EXERCISE AIM:
From the material below, reproduce exactly the stretch of lines that begins with the line holding "Tag the new" and ends with the line holding "Tag the white", skipping the pictures.

### GIVEN DATA

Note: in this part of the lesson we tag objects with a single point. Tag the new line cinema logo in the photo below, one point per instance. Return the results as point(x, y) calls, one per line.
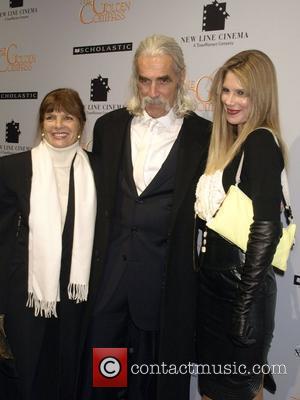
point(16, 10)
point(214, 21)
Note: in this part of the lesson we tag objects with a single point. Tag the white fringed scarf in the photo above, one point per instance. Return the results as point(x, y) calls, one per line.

######
### GIVEN DATA

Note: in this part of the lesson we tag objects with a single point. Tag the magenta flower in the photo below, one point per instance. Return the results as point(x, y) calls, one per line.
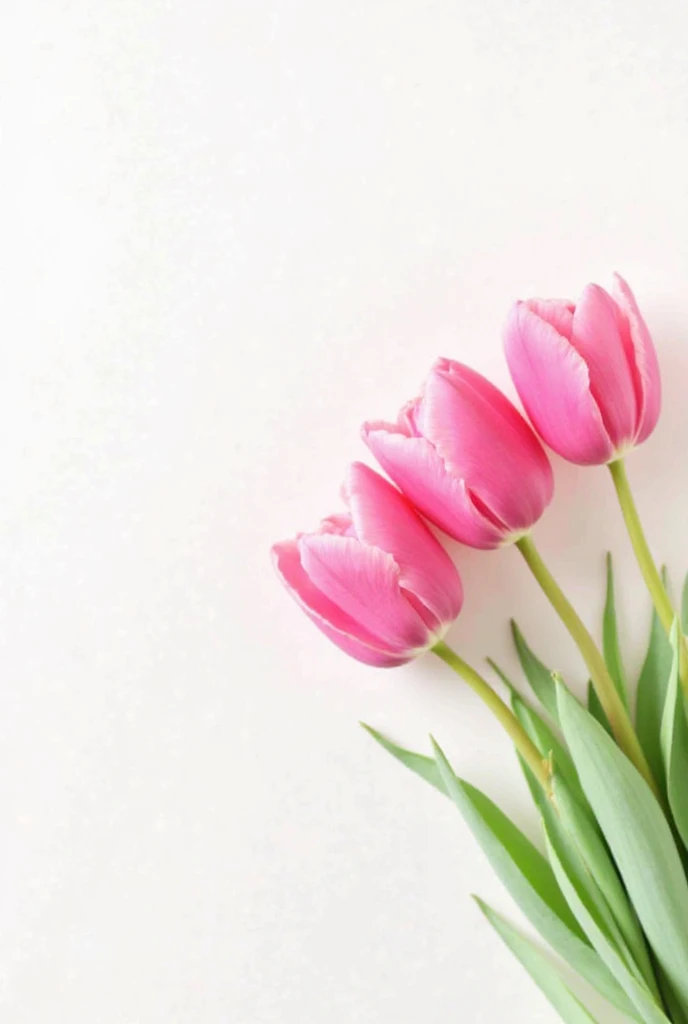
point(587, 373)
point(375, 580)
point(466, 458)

######

TASK ANSWER:
Note: in this part of the lesson we tag objects with a single point. Tag the new line cinema logo in the photo below, one point per instance. Return the results as point(x, y) calls, one per line.
point(16, 10)
point(214, 21)
Note: in this part of the lesson we tag objects with a single point. Tag the white fringed scarf in the photo above, one point per instance. Return the results as point(x, y) calls, one per line.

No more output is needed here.